» EXERCISE TASK: Print each of the entries below verbatim, leaving every line unchanged.

[Contour labeling entries]
────────────────────

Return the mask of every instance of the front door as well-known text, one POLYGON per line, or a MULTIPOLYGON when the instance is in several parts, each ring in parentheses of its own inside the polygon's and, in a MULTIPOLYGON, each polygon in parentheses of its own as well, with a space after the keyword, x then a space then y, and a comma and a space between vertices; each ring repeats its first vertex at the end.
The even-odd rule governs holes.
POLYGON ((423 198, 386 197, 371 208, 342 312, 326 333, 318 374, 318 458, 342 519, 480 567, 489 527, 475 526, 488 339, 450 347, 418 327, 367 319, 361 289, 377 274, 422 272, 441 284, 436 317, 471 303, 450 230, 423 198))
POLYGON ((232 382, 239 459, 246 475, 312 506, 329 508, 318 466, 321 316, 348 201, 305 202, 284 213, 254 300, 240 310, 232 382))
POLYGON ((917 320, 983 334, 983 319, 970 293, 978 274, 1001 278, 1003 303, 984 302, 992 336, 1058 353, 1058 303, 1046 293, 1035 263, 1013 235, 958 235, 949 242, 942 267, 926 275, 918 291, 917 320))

────────────────────

» THE OUTPUT:
Return the mask of every instance of the front door as well-known text, one POLYGON per line, or a MULTIPOLYGON when the instance is in several parts, each ring in parentheses of its own inside the polygon's and, in a MULTIPOLYGON, each polygon in parentheses of its own as well, with a space after the keyword, x then a space then y, and a comma and a space between vertices; each ring repeats its first vertex at the end.
The even-odd rule governs holes.
POLYGON ((423 198, 386 197, 371 208, 342 312, 326 333, 318 374, 318 458, 342 519, 480 567, 489 527, 475 526, 488 339, 450 347, 418 327, 367 319, 361 289, 377 274, 422 272, 441 284, 436 317, 471 303, 450 230, 423 198))
POLYGON ((232 382, 239 459, 246 475, 312 506, 329 508, 318 466, 321 316, 348 201, 305 202, 284 213, 254 300, 240 310, 232 382))
POLYGON ((917 320, 983 334, 983 319, 970 293, 978 274, 1001 278, 1003 303, 984 302, 992 336, 1058 353, 1058 303, 1046 293, 1035 263, 1013 235, 958 235, 949 242, 942 267, 926 275, 918 291, 917 320))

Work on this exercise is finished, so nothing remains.